### Task statement
Read the lines below. Copy out any that hold the string "bridge".

Dataset entries:
::::
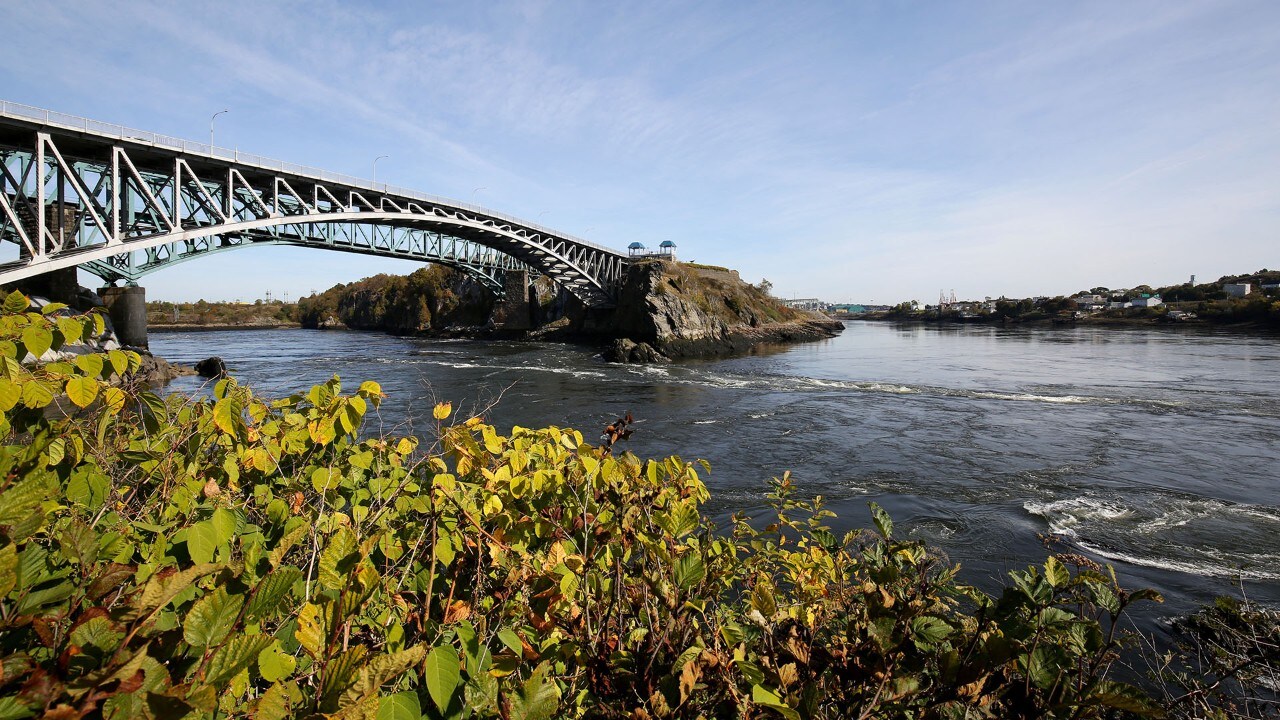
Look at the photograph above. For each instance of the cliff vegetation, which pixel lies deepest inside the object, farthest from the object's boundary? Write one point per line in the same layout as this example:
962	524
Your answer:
432	297
670	310
248	556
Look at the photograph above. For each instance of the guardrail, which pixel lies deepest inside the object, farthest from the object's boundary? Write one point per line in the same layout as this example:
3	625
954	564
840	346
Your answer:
113	131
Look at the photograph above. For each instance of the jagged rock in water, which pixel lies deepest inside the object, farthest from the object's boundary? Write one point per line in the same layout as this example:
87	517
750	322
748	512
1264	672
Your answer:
211	368
684	310
624	350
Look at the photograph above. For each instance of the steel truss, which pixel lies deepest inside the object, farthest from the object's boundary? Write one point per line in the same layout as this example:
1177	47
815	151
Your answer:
123	204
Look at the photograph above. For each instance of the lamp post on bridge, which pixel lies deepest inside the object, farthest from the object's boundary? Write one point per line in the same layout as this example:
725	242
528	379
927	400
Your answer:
211	130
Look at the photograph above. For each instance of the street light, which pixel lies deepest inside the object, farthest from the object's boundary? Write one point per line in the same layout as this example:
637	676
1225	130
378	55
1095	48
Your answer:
211	128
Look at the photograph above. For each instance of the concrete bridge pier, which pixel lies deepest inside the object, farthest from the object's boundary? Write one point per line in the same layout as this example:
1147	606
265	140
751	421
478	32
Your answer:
513	311
127	306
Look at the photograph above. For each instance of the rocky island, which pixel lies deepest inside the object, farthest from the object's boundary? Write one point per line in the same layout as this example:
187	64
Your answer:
666	310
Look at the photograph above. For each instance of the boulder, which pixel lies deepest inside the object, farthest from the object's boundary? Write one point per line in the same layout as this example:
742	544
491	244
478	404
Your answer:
211	368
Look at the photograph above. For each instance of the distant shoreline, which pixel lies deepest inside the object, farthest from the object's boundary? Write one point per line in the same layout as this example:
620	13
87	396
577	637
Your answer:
::::
### Solution
Look at the photograph above. For each instance of the lamp post on bridge, which pixel lies deepest inside the object, farthest from the object's boundary? Write one point per line in the same layout as this example:
Look at the photograph above. For each instance of the concrete bridge pier, which pixel lies deepest inside the object, farthest from the object's boundary? Write one point per line in the same layout as this example:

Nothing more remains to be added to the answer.